**Task data**
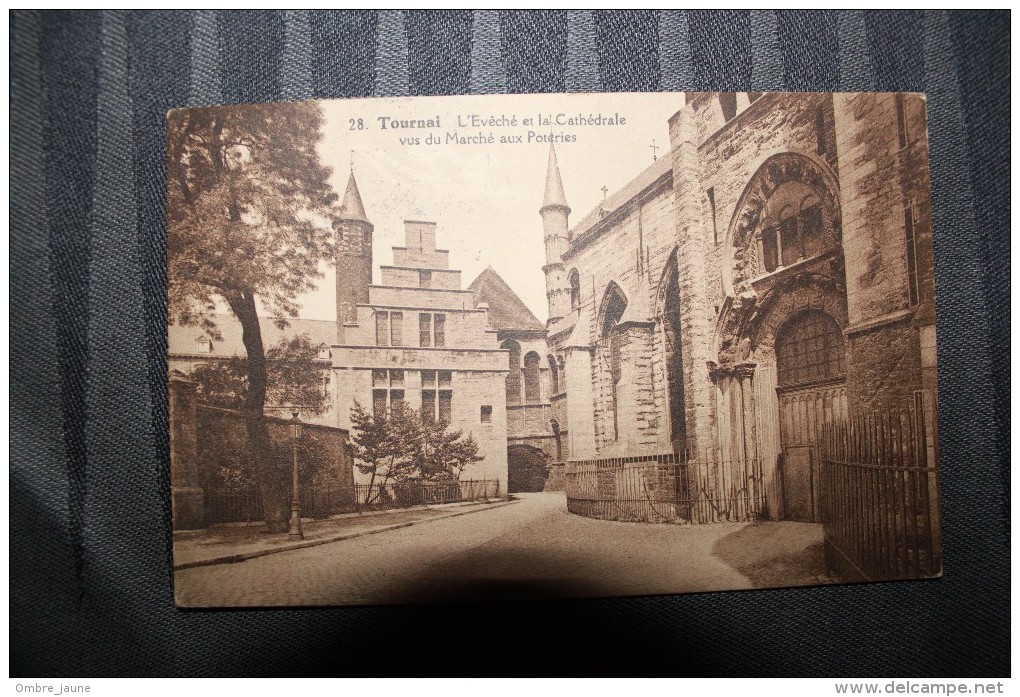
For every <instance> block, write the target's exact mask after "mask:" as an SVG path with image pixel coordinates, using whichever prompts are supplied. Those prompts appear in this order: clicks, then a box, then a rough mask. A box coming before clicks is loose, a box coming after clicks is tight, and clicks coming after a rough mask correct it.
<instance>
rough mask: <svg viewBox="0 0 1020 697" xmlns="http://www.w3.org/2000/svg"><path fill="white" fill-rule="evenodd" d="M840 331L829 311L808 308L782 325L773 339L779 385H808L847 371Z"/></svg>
...
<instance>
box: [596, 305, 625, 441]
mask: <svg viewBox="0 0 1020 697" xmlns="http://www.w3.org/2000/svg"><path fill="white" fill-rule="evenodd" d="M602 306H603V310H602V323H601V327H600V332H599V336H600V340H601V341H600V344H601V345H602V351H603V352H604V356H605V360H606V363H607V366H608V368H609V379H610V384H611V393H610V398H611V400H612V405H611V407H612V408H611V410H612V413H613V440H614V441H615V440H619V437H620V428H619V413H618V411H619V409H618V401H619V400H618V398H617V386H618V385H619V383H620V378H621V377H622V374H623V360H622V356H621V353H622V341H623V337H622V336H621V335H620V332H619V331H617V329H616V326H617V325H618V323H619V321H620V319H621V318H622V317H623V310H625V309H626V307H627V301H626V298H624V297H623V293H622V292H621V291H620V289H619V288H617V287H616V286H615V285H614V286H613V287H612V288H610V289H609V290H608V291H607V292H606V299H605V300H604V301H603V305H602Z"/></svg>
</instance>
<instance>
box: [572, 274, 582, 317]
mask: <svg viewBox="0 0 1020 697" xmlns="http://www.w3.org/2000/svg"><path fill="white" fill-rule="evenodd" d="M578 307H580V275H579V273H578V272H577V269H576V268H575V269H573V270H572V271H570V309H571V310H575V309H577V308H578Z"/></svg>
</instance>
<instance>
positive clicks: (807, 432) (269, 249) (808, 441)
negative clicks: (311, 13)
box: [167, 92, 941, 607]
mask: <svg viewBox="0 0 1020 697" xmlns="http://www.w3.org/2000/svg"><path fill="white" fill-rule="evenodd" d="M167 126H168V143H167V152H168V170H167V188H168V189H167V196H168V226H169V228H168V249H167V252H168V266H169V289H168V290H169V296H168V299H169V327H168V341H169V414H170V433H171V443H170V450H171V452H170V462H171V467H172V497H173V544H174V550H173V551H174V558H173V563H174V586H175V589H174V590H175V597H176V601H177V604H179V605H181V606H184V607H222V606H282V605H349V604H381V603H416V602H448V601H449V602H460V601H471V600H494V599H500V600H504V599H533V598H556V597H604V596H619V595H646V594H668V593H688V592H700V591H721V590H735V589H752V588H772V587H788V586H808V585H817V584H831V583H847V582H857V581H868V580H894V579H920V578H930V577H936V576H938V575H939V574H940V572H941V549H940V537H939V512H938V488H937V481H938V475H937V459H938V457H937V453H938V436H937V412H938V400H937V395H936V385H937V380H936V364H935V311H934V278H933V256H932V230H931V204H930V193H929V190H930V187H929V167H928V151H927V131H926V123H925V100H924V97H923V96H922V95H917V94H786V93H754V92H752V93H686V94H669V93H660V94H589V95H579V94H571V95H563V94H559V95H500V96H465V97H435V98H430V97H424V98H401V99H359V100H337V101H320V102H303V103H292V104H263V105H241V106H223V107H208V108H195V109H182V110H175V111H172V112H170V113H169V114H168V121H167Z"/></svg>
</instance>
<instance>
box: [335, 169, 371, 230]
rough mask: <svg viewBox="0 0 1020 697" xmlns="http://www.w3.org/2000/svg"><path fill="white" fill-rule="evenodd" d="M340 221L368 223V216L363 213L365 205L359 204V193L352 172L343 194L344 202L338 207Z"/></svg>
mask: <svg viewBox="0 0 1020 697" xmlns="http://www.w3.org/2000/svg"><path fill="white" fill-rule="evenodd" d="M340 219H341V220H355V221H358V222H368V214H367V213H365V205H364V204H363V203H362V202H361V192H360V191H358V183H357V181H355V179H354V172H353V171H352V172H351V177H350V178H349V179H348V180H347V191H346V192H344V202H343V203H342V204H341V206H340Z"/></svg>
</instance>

**Instruction**
Rewrite everything from the line containing "For every <instance>" down to the line containing "331L829 311L808 308L782", putting "coarse mask" in place of each "rough mask" and leaving the rest unchanged.

**Task result**
For every <instance> block, write the target's exact mask after "mask:" as an SVG path with image pixel coordinates, using whichever prompts are supplied. Those prompts appear in this order: clicks, then a box, then a coarse mask. A box coming before clicks is loose, a box coming after clicks is tight, and clicks coming after a coarse mask correct it.
<instance>
coarse mask: <svg viewBox="0 0 1020 697" xmlns="http://www.w3.org/2000/svg"><path fill="white" fill-rule="evenodd" d="M840 331L829 311L808 308L782 325L773 339L779 385H808L847 371Z"/></svg>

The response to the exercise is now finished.